■ **Excerpt**
Skip to main content

Crate rsomics_coverage_core

Crate rsomics_coverage_core 

Source
Expand description

Genome-binned BAM read-coverage primitive — the per-bin read-counting core shared by rsomics-bam-signal (deeptools bamCoverage) and rsomics-bam-compare (deeptools bamCompare).

Both deeptools tools tile each chromosome into fixed-width bins and count, per bin, the reads whose reference span overlaps it (deeptools countReadsPerBin). bamCoverage then normalises one BAM’s bins; bamCompare combines two BAMs’ bins per operation. The tiling + counting is identical between them, so it lives here once (Layer A; B never depends on B). The normalisation, bedGraph run-length emit, and two-BAM combination stay in the respective tool crates — those differ.

§Counting semantics (deeptools source parity)

A read is accepted into the count when it is mapped (FLAG 0x4 clear, refID ≥ 0) and passes the BinFilter (skip_flags / min_mapq). With deeptools’ defaults (samFlag_exclude=None, ignoreDuplicates=False, minMappingQuality=None) the filter is empty, so secondary and supplementary reads are not excluded — pass skip_flags = 0x900 to match samtools-style filtering, 0x400 for duplicate-only.

■ **Goal of the exercise**
According to the crate description, what skip_flags value should be passed to match samtools-style filtering? The data below come from a separate source.

■ **Excerpted records**

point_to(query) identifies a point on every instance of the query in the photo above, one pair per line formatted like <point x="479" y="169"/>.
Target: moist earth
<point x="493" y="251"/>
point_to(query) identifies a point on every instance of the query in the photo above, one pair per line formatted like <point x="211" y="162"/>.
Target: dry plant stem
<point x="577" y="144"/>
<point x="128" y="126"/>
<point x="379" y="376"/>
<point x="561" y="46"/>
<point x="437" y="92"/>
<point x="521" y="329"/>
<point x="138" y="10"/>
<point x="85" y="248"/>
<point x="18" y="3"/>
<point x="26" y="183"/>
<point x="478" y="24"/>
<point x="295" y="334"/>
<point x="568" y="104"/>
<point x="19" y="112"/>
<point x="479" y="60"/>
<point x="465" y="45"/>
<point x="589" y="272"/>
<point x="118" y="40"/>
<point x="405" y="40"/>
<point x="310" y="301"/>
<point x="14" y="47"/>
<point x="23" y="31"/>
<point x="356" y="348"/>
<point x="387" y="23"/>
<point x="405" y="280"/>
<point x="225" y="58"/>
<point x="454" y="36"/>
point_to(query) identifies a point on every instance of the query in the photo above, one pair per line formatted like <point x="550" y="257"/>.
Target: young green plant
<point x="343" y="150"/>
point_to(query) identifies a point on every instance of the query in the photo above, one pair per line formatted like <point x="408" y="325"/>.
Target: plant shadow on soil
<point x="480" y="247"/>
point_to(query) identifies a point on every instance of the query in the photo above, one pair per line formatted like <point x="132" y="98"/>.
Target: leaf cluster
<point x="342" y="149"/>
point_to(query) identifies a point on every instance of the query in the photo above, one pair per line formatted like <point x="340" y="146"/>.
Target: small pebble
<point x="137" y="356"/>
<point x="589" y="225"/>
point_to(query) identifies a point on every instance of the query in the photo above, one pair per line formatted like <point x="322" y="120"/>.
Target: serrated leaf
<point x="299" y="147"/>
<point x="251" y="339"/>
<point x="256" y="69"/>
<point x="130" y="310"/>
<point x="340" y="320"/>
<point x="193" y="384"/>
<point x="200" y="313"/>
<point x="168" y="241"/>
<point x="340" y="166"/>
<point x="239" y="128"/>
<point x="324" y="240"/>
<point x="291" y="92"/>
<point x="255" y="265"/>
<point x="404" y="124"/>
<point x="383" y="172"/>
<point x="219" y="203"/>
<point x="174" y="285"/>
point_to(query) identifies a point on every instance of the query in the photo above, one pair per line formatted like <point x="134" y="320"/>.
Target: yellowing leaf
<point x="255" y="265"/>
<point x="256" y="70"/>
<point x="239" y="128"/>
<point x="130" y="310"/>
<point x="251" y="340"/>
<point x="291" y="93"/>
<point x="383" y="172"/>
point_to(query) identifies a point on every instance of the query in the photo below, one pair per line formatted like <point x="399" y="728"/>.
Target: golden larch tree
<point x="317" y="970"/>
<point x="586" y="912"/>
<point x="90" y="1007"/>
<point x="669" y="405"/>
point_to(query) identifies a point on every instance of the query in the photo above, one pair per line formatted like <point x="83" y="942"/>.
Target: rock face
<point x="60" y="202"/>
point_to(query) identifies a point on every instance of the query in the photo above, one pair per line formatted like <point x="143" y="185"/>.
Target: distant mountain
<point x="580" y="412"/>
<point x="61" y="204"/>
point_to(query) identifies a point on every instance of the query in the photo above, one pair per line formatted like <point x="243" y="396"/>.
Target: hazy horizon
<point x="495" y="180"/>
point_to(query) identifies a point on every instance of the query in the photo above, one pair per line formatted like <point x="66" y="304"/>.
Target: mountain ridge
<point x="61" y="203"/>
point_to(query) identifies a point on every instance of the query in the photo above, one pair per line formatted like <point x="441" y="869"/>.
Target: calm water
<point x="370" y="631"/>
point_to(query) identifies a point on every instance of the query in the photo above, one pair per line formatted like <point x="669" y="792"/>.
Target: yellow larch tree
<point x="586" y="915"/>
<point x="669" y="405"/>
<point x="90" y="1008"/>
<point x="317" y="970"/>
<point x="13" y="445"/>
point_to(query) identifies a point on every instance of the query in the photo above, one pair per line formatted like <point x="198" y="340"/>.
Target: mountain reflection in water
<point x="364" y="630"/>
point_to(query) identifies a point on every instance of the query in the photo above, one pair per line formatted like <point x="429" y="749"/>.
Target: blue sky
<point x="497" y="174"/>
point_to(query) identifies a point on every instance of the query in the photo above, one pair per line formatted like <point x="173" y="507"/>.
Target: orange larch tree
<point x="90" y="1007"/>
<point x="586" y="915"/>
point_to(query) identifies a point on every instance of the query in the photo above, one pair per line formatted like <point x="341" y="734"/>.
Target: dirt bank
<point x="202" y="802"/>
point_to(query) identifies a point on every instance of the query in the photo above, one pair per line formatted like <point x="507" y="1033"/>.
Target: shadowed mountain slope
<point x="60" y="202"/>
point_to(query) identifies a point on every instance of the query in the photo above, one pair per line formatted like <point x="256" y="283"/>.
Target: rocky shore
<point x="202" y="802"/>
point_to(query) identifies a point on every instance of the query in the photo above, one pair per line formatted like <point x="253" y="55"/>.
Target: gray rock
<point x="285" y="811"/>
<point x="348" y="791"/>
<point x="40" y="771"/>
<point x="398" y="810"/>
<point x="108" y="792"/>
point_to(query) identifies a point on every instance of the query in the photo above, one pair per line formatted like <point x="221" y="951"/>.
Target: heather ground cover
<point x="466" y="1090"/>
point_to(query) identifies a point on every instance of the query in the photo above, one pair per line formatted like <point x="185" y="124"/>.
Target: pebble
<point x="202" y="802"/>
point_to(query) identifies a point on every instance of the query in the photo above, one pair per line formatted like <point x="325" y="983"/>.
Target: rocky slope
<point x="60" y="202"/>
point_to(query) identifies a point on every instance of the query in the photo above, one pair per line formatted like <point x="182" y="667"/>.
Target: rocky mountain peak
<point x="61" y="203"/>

■ **Response below**
0x900